**WORK TASK**:
Reproduce only the lines that run from the line containing "Masks with several" to the end of the entries below, exactly as they stand.

═════ RECORDS FOR PROCESSING ═════

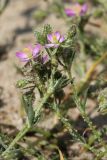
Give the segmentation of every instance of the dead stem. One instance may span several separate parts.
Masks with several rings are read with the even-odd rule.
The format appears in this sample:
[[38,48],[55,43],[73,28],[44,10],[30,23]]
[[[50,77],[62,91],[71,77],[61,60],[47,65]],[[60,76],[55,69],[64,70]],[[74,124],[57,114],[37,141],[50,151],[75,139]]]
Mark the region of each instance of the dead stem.
[[83,91],[87,88],[88,84],[89,84],[89,83],[91,82],[91,80],[92,80],[93,74],[94,74],[97,66],[98,66],[101,62],[103,62],[105,58],[107,58],[107,53],[102,54],[102,56],[101,56],[96,62],[94,62],[94,63],[92,64],[91,68],[87,71],[87,73],[86,73],[86,75],[85,75],[85,77],[84,77],[84,79],[83,79],[83,83],[82,83],[82,85],[81,85],[81,86],[79,87],[79,89],[78,89],[78,94],[79,94],[79,95],[80,95],[81,92],[83,92]]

═════

**EXERCISE RESPONSE**:
Masks with several rings are read with the even-odd rule.
The format appears in this sample:
[[38,48],[55,43],[73,28],[44,10],[30,23]]
[[[50,77],[62,91],[71,77],[61,60],[47,65]],[[60,76],[55,69],[64,70]],[[74,124],[57,114],[37,141],[50,151],[75,139]]]
Mark the region of each instance of the dead stem.
[[83,91],[87,88],[88,84],[89,84],[89,83],[91,82],[91,80],[92,80],[93,74],[94,74],[97,66],[98,66],[101,62],[103,62],[105,58],[107,58],[107,53],[102,54],[102,56],[101,56],[96,62],[94,62],[94,63],[92,64],[91,68],[87,71],[87,73],[86,73],[86,75],[85,75],[85,77],[84,77],[84,79],[83,79],[83,83],[82,83],[82,85],[81,85],[81,86],[79,87],[79,89],[78,89],[78,94],[79,94],[79,95],[80,95],[81,92],[83,92]]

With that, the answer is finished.